_Work to be completed_. From the rows below, extract every line that contains the string "painted" and copy each such line in full.

::::::::

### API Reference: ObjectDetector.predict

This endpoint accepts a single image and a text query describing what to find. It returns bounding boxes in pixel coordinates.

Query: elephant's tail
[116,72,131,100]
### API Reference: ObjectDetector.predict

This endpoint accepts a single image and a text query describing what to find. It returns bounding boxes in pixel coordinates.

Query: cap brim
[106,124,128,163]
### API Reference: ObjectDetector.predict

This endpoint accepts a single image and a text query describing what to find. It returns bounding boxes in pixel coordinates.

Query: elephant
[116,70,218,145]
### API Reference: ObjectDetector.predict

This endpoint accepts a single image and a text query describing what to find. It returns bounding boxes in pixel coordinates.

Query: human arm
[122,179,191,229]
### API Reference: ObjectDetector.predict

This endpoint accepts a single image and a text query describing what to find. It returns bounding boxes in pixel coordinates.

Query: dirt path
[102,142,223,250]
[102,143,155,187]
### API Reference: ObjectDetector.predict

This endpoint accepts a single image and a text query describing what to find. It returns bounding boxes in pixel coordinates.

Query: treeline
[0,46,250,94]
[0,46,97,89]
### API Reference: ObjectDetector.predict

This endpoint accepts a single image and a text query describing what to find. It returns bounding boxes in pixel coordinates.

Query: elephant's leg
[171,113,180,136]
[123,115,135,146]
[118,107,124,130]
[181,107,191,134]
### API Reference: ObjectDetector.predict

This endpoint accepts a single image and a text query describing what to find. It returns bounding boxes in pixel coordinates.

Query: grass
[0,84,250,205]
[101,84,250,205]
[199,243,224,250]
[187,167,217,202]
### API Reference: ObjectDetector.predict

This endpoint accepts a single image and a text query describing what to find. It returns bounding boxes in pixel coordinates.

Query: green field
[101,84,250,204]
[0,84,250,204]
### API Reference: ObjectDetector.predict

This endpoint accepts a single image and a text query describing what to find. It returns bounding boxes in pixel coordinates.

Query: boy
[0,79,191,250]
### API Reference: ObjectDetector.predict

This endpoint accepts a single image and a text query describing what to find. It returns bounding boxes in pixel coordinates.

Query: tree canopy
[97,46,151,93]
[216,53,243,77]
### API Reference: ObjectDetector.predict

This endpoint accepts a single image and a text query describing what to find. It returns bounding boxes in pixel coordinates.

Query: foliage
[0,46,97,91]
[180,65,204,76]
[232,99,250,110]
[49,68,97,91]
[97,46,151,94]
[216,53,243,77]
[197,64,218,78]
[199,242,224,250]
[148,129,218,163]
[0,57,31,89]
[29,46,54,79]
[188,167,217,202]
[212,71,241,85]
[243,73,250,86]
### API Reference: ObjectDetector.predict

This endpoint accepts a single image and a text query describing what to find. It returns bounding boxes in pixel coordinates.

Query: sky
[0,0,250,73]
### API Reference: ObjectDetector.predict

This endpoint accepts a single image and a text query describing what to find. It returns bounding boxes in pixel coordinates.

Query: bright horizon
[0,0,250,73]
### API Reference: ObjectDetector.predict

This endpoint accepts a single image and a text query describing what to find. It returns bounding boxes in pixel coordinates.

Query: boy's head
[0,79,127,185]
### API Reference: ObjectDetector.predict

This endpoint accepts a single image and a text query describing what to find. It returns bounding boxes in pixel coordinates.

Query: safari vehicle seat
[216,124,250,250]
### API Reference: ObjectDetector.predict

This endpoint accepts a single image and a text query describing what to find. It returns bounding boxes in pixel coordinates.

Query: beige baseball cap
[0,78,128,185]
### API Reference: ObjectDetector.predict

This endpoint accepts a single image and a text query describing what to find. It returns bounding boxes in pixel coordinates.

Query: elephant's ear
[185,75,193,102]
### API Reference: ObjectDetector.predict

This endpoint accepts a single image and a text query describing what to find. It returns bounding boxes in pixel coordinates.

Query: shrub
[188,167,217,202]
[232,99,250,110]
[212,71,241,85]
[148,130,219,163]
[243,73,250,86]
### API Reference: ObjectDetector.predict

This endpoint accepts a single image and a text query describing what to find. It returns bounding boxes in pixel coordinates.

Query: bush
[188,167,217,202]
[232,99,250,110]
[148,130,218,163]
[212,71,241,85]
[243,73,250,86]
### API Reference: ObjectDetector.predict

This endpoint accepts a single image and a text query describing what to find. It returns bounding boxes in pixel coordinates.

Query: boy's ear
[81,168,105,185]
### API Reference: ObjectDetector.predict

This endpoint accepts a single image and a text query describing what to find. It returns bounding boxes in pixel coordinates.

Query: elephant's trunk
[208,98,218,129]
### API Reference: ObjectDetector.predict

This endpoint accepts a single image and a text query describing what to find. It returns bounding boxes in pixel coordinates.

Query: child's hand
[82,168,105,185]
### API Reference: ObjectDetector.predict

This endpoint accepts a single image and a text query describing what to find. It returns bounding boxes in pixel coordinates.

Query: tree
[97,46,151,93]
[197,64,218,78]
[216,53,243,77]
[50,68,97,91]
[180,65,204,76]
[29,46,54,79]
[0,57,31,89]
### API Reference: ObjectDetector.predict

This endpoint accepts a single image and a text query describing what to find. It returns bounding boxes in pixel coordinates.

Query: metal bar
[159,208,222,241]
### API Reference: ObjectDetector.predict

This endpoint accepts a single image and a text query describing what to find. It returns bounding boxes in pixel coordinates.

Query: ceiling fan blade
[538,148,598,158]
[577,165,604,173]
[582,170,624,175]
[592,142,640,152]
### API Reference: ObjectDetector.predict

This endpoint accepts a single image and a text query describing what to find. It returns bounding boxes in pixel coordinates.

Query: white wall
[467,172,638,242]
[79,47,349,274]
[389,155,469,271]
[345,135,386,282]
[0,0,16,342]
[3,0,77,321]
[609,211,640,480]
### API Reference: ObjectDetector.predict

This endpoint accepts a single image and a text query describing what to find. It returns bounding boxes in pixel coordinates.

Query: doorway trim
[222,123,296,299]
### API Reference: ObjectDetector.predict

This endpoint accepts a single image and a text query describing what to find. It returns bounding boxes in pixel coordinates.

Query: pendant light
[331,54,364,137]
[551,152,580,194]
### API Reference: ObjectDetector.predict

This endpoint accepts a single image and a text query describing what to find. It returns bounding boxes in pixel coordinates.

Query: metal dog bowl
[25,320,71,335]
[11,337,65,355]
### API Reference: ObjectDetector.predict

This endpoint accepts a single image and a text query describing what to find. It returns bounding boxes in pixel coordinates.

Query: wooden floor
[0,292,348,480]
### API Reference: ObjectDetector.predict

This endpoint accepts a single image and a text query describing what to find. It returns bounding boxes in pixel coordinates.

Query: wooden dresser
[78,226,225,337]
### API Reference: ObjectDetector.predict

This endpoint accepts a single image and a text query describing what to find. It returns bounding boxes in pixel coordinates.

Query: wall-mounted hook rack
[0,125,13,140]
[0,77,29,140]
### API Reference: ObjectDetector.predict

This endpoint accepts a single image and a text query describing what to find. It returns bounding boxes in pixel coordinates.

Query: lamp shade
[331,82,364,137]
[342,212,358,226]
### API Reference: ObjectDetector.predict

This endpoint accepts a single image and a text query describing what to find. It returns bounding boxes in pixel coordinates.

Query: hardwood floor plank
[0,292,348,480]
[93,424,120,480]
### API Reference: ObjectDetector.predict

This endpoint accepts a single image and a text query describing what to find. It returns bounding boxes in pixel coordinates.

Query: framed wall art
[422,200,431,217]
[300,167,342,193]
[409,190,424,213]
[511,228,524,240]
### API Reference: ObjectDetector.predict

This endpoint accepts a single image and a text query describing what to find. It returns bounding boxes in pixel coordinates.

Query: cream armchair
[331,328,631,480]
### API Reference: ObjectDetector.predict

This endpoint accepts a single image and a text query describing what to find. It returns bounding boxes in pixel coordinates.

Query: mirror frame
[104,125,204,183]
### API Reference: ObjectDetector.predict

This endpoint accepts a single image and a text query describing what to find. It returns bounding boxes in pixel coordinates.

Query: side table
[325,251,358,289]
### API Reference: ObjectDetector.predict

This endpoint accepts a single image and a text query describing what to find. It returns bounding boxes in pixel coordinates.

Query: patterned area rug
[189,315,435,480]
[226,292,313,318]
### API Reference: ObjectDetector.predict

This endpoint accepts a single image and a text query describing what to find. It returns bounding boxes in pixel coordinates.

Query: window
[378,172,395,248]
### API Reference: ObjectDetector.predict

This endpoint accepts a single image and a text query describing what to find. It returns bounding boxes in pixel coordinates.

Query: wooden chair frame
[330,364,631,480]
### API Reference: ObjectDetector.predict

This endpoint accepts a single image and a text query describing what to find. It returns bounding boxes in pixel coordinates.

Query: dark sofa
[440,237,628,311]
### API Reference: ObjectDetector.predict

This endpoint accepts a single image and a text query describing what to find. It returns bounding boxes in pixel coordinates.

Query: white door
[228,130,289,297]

::::::::

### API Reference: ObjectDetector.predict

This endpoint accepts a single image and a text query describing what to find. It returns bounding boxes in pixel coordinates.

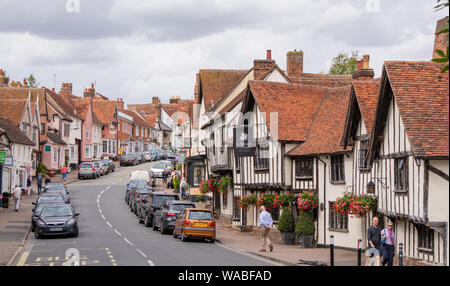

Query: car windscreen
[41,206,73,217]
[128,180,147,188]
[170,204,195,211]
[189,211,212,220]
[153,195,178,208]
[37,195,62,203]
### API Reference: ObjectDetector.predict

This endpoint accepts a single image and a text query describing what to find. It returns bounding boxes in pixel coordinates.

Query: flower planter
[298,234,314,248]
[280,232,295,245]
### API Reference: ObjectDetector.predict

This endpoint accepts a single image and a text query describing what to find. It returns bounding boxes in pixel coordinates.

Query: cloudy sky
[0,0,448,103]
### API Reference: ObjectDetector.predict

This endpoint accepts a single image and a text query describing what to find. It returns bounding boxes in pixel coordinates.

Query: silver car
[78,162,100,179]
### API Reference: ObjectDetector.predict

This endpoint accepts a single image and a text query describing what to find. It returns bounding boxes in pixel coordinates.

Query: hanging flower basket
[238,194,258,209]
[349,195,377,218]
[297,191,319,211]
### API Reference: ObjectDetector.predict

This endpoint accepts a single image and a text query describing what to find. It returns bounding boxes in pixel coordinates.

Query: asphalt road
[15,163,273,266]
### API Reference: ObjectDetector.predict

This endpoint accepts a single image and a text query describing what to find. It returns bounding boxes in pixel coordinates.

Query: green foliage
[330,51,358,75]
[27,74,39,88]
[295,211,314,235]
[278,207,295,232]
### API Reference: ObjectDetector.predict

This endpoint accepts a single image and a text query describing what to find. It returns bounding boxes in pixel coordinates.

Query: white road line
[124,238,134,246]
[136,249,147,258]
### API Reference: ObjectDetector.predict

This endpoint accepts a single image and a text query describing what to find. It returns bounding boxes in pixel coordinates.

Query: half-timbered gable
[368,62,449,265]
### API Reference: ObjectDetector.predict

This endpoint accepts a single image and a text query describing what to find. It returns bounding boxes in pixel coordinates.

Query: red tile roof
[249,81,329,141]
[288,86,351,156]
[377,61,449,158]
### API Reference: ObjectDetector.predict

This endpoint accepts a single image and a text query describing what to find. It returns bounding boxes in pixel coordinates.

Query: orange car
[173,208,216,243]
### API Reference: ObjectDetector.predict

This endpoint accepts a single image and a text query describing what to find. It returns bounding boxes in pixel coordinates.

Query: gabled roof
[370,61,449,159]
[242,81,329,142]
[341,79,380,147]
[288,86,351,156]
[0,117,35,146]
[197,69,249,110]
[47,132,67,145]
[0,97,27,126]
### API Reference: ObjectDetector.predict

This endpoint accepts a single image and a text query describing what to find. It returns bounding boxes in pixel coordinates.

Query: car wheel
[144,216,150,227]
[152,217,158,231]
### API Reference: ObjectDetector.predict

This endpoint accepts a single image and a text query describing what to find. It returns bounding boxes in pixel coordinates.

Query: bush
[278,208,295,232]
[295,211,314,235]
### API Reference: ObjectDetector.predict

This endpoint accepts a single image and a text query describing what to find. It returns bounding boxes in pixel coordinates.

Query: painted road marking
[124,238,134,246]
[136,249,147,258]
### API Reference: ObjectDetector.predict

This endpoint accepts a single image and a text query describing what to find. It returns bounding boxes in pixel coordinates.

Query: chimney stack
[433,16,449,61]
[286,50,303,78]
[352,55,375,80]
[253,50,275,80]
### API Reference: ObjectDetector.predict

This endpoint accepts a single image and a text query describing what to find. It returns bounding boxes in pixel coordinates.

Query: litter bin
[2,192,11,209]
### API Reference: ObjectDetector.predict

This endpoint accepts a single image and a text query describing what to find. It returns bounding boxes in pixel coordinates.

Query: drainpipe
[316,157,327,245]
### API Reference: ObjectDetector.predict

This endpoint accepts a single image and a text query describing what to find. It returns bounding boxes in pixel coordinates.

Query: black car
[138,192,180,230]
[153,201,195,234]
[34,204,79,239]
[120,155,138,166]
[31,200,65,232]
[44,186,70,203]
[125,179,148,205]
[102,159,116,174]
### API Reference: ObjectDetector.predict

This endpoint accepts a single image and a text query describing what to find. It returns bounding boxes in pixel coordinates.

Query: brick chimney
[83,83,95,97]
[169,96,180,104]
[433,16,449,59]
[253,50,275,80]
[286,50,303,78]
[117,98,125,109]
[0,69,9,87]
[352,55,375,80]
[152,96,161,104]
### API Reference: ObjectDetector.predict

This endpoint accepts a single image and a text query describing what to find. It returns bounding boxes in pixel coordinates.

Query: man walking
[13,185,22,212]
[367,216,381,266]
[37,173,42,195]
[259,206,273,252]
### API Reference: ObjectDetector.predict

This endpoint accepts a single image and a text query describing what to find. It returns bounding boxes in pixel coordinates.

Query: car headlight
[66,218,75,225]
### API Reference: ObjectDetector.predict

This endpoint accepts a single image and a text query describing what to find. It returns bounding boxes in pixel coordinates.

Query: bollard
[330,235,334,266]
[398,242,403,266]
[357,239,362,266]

::::::::

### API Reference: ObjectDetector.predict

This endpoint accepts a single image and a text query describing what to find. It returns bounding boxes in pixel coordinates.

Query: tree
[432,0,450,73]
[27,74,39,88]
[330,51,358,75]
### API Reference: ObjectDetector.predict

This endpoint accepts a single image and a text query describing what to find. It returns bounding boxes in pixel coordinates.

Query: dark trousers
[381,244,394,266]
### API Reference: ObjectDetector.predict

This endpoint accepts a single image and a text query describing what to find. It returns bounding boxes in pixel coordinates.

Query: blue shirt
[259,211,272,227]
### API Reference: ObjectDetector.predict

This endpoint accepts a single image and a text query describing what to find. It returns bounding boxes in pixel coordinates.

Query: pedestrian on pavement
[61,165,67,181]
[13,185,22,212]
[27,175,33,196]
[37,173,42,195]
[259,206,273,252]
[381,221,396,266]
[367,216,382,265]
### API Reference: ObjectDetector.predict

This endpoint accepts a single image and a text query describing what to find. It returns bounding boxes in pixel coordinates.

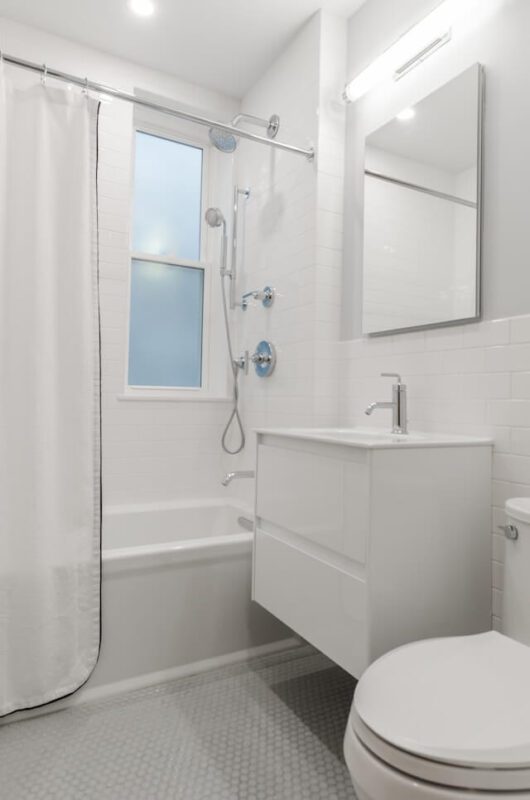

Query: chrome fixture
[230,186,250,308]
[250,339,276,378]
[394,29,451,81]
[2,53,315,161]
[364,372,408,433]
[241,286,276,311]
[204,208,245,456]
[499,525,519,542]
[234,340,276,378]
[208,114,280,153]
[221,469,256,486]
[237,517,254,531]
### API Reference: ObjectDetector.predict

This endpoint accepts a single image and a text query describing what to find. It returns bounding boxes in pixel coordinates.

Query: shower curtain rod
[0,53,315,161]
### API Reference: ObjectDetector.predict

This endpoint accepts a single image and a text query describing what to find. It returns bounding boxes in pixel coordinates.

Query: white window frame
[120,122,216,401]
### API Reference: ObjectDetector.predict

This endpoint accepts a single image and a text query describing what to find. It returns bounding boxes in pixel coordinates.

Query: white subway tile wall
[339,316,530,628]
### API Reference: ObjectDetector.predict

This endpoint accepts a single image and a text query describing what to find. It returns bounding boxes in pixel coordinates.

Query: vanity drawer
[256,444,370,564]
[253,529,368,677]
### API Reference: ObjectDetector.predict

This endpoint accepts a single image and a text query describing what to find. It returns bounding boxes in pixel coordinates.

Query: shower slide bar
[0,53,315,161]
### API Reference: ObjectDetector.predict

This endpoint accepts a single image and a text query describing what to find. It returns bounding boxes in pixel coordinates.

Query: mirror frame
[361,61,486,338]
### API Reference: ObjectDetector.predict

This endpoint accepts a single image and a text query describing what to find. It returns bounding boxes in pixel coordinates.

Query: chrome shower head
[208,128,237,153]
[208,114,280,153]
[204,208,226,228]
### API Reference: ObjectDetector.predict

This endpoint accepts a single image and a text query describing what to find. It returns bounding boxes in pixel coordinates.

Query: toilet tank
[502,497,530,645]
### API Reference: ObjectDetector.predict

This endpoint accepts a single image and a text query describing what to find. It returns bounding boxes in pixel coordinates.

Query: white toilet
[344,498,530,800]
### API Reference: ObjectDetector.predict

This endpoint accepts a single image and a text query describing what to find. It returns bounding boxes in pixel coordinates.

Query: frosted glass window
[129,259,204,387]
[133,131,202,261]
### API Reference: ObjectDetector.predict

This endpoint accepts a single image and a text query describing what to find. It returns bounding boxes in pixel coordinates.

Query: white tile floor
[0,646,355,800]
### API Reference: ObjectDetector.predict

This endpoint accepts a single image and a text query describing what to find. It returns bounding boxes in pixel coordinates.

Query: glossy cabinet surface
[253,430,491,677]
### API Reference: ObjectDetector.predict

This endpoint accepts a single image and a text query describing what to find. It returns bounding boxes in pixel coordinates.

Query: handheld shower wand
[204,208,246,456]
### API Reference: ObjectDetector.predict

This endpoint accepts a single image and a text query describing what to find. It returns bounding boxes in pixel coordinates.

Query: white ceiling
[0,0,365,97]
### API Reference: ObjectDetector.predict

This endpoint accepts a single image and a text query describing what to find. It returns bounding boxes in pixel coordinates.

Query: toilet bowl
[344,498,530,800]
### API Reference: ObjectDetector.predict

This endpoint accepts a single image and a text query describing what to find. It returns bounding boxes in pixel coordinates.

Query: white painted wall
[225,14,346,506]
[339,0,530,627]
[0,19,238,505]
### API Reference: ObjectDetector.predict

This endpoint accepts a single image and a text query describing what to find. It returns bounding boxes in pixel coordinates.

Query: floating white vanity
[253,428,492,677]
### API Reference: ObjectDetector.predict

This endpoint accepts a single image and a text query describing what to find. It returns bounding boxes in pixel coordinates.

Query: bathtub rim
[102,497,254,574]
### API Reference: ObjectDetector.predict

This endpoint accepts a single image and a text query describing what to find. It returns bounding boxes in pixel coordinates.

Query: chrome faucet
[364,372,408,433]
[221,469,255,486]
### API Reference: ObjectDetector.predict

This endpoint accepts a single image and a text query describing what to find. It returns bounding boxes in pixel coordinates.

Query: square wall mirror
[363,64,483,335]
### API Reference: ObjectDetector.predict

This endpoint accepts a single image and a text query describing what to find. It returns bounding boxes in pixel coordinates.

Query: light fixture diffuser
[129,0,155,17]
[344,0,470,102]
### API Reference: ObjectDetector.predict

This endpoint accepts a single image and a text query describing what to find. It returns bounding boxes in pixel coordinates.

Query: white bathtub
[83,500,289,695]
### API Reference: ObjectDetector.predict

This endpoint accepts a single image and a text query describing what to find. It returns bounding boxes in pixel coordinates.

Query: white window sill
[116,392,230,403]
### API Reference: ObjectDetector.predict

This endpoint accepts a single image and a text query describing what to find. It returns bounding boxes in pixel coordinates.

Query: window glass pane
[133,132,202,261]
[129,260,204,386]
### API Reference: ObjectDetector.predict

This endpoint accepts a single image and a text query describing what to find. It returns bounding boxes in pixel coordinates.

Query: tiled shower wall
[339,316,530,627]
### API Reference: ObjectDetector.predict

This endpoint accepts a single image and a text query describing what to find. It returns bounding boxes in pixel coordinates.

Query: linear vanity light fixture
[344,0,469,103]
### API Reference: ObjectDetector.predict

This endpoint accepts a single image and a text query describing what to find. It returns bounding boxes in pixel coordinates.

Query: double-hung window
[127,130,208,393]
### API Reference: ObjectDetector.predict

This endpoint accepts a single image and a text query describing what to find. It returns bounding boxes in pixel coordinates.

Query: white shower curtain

::::::::

_Task solution_.
Query: painted road marking
Query: white painted wall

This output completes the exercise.